***** Selected passage *****
2.3 Import file and process the general data

We import our file in use:

master_housing <- read_csv("USA Housing Dataset (1).csv")

3 HYPOTHESIS

3.1 Hypothesis 1 (Inference for a numerical variable): The median house size of municipal cities in the Seattle Metropolitan Area is equal to 2,185 square feet.

3.1.1 Motivation

There was a discussion over whether prospective buyers should choose large houses or small home areas. While a spacious house can offer more room for welcoming guests, hosting bonding activities, or meeting additional needs, affordability, disconnectivity and insufficient resources present drawbacks hindering house hunters from making purchase decisions. (Shalom, 2018) As a result, budget, preferences and needs critically determine housing choices. (SuperAdmin, 2022)

These considerations are relevant to the Seattle metropolitan area, where the house size is reported to have been decreasing for years. A significant factor contributing to the phenomenon is the rise of townhouse construction. As of 2000, 40% of homes in the region were townhouses, and ongoing shifts in development patterns have reduced the average lot size by 30% over the past two decades. (Gatea, 2021). This has further increased the price of houses, as it was already expensive due to the strong economy with technological, healthcare, or maritime industries, prestigious education, the supply-demand imbalance, etc. (Fox et al., 2024).
***** Records *****
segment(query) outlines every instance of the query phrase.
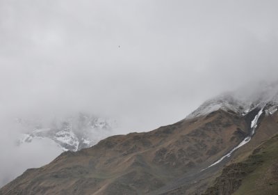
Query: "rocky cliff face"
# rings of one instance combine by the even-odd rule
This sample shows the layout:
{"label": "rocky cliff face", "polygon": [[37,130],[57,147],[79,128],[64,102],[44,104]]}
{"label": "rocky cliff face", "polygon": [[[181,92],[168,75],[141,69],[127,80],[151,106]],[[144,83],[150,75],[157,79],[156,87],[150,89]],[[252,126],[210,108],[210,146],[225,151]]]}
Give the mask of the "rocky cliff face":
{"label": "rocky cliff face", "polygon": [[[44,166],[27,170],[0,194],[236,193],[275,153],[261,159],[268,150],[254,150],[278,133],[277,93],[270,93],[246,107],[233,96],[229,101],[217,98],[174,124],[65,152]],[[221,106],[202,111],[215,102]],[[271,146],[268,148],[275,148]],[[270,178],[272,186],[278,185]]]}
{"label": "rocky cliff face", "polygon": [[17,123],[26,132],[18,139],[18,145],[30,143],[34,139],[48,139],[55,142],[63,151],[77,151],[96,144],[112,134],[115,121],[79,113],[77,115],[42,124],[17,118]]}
*****
***** Records *****
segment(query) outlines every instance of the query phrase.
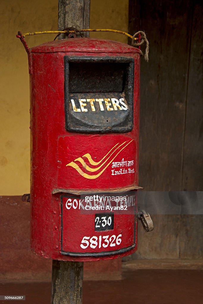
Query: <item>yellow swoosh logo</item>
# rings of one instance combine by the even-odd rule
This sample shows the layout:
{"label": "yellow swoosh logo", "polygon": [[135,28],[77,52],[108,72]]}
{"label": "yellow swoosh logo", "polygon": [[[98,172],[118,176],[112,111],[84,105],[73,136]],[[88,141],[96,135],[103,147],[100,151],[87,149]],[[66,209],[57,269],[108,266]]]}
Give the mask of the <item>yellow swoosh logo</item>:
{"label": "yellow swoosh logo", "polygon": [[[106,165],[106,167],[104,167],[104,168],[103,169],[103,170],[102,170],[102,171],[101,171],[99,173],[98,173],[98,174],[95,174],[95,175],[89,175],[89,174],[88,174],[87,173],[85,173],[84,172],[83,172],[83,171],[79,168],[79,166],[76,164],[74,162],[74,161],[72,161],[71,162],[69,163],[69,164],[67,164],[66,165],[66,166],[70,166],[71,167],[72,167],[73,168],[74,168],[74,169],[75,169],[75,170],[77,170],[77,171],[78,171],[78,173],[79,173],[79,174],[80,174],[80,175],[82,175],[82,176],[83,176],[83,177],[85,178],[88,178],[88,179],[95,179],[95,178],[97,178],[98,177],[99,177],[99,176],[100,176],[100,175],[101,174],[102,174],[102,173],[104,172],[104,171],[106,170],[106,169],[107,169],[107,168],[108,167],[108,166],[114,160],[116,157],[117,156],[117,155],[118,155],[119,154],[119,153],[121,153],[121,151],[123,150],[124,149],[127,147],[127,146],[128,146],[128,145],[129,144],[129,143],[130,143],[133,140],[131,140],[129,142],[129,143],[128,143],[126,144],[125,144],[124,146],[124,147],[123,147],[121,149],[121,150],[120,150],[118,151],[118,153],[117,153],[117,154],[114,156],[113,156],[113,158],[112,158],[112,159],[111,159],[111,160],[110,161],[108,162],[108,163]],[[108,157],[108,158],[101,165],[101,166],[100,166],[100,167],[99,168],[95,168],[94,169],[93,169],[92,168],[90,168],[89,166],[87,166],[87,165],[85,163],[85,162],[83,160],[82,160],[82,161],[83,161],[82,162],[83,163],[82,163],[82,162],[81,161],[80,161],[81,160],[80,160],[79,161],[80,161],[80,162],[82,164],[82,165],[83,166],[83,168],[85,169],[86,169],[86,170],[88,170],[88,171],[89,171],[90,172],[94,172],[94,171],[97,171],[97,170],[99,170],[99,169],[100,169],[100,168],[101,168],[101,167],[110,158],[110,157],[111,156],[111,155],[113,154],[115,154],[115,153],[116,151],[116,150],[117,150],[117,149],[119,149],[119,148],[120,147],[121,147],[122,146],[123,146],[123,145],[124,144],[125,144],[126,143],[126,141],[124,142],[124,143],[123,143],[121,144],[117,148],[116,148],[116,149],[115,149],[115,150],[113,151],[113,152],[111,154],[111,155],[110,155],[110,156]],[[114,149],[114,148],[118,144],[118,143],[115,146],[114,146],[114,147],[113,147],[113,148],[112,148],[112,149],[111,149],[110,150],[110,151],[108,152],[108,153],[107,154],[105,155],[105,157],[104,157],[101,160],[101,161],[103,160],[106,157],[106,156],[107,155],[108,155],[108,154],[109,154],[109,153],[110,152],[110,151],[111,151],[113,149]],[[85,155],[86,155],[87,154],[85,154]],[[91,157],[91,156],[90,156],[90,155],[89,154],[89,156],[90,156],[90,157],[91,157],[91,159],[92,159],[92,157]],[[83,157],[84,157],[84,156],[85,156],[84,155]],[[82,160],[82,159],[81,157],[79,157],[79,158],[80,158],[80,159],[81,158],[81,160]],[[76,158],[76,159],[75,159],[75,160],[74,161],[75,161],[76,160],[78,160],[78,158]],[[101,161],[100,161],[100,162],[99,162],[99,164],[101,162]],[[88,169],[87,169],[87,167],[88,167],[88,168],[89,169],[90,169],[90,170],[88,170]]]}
*****
## Parts of the exercise
[1] List every source cited in parentheses in the Seattle housing passage, along with its year.
[2] Please update the Seattle housing passage between "We import our" and "2,185 square feet.", inclusive, changing "median" to "mean".
[3] Go on with the Seattle housing passage from its final sentence.
This data has no connection to the Seattle housing passage.

## Per-task outputs
[1]
- Shalom, 2018
- SuperAdmin, 2022
- Gatea, 2021
- Fox et al., 2024

[2]
We import our file in use:

master_housing <- read_csv("USA Housing Dataset (1).csv")

3 HYPOTHESIS

3.1 Hypothesis 1 (Inference for a numerical variable): The mean house size of municipal cities in the Seattle Metropolitan Area is equal to 2,185 square feet.

[3]
Given the continuous decline in house sizes, it is reasonable to hypothesize that the median house size in the Seattle Metropolitan Area may differ from other areas than its state (Washington)’s median. The median house size of Washington, 2,185 sq. ft in 2022, serves as a valuable point of comparison. By examining whether Seattle’s median house size diverges from this benchmark, we can better understand the impacts of unique market pressures in Seattle’s housing market. The median house size of Washington, 2,185 sq. ft in 2022 (NeoMam Studios, 2022), serving as a valuable point of comparison. Since Seattle is the state’s largest metropolitan hub, its housing patterns could reflect broader state trends. However, given the city’s unique housing pressures — such as higher land prices, increased demand for urban living, and the rise of compact townhouses — Seattle’s house sizes may deviate from the state median. Regarding the area, because of its growing economic and service development, which may lead to higher house price, it can be assumed that the house size can be smaller than the state’s median. By testing whether the median house size in the Seattle Metropolitan Area aligns with the state’s median, we can assess if Seattle’s housing market follows statewide norms or if it exhibits distinct characteristics. This distinction can offer valuable insight into urban development, housing affordability, and the spatial efficiency of homes in metropolitan areas compared to more suburban or rural parts of the state.

3.1.2 Hypothesis statement

  • Null hypothesis (\(H_0\)): The median house size of municipal cities in the Seattle Metropolitan Area was equal to 2,185 square feet
    • In symbol: \(H_0: \mu = 2185\)
  • Alternative hypothesis (\(H_\alpha\)): The median house size of municipal cities in the Seattle Metropolitan Area was fewer than 2,185 sq feet
    • In symbol: \(H_a: \mu < 2185\)
  • Significance level: \(\alpha = 0.05\)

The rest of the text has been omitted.